━━━━━ Quoted text

KABUL, Jan 10: US Vice President Joe Biden was in Afghanistan on Monday for a surprise visit aimed at assessing progress in handing over security from foreign to Afghan forces, a key issue that comes against a backdrop of mounting concerns in the US over the gains made in the nearly decade-long war.

The US is to begin withdrawing combat forces from Afghanistan in July, and questions remain about the ability of the country's security forces to take up the fight in the face of a virulent insurgency. Nato hopes Afghan forces will assume full responsibility for security by 2014.

Just a month ago, President Barack Obama came to Afghanistan telling US forces in the country they are making progress in their mission to defeat terrorism. American troops comprise the bulk of the 140,000-strong Nato force that has been battling the Taliban.

Nato and US officials have said they are making gains in quelling the fierce insurgency, but the Taliban has repeatedly shown its ability to regroup, despite constant offensives by the international coalition, and to carry out attacks across Afghanistan seemingly at will.

━━━━━━━━━━

Exercise instructions
a) Reproduce the passage of the news report on Joe Biden's visit to Afghanistan between "The US is to" and "security by 2014.", inclusive.
b) Extend the news report on Joe Biden's visit to Afghanistan, beginning after its final sentence.

━━━━━ Records

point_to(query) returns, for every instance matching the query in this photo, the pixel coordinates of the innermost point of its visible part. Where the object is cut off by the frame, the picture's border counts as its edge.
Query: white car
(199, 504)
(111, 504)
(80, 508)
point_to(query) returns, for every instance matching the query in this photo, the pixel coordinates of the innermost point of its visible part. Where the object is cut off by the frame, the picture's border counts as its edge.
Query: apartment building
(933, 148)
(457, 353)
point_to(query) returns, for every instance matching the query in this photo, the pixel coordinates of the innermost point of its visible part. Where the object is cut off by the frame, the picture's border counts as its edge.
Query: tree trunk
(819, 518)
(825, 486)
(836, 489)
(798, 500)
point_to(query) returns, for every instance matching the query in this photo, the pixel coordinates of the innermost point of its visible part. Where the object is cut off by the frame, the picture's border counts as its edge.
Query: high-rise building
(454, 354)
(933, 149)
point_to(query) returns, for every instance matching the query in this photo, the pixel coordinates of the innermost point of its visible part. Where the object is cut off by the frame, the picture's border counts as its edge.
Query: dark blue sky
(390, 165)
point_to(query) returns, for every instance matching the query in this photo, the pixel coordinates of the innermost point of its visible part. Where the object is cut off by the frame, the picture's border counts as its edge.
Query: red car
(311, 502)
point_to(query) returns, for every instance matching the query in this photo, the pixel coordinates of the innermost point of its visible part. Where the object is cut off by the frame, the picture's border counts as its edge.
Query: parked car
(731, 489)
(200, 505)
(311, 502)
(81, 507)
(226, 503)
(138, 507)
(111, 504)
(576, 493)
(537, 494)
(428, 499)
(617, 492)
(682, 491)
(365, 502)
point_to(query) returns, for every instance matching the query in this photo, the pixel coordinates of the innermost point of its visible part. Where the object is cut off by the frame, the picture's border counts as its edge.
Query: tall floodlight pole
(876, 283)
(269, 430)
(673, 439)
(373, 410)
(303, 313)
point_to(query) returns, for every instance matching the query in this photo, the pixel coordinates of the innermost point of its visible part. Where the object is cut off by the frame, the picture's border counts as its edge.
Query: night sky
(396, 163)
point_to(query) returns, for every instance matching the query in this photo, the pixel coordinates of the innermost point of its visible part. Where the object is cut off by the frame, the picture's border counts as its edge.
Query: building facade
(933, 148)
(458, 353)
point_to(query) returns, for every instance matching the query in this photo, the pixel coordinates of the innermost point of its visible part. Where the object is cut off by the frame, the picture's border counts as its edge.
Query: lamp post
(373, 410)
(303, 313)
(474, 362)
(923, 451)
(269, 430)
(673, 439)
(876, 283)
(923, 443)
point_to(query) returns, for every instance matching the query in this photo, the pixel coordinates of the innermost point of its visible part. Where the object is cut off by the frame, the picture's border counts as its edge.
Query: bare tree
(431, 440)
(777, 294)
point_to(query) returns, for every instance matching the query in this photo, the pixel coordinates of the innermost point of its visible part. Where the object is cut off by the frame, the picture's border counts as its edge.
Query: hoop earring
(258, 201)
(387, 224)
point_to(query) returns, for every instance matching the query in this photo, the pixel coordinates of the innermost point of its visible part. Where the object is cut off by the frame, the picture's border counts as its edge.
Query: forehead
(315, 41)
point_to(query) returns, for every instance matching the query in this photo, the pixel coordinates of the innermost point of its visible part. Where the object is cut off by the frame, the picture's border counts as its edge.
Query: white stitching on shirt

━━━━━━━━━━

Task responses
a)
The US is to begin withdrawing combat forces from Afghanistan in July, and questions remain about the ability of the country's security forces to take up the fight in the face of a virulent insurgency. Nato hopes Afghan forces will assume full responsibility for security by 2014.

b)
Last year was the deadliest for Nato forces in the country, with over 700 troops killed.

In an end-of-year review of the US strategy in Afghanistan, the Obama administration said the US had made advances in its push against the Taliban in southern Afghanistan — the insurgents' traditional stronghold — but acknowledged that “gains remain fragile and reversible”.

The White House said Biden, who last visited in January 2009, was to meet with President Hamid Karzai and US commander Gen David Petraeus as well as visit with US troops and civilian personnel. He was also to tour an Afghan Army training centre.

Karzai's relations with Washington have at times been rocky. His government is plagued by charges of corruption and US officials have expressed grave concerns about how this is affecting efforts to rebuild the country and bolster confidence in the young administration.

Social services are lacking, unemployment is rife and Afghans complain that they have seen little tangible improvement in their lives since the 2001 invasion that toppled the Taliban. The insurgents, in turn, have tried to capitalise on that frustration, tapping into the discontent to win new supporters.

Despite the ongoing tensions between Karzai and the US, the Afghan leader received a warm welcome during a trip to Washington in May, during which Biden said he thought Karzai was a trustworthy partner.

Biden is also reported to be heading to Islamabad this week to deliver a message that the US will send more help to Pakistan, which US and Afghan officials see as a key partner in routing the Taliban.

The Taliban's top leadership is believed to be hiding in Pakistan, but Islamabad has resisted pressure to crack down on them.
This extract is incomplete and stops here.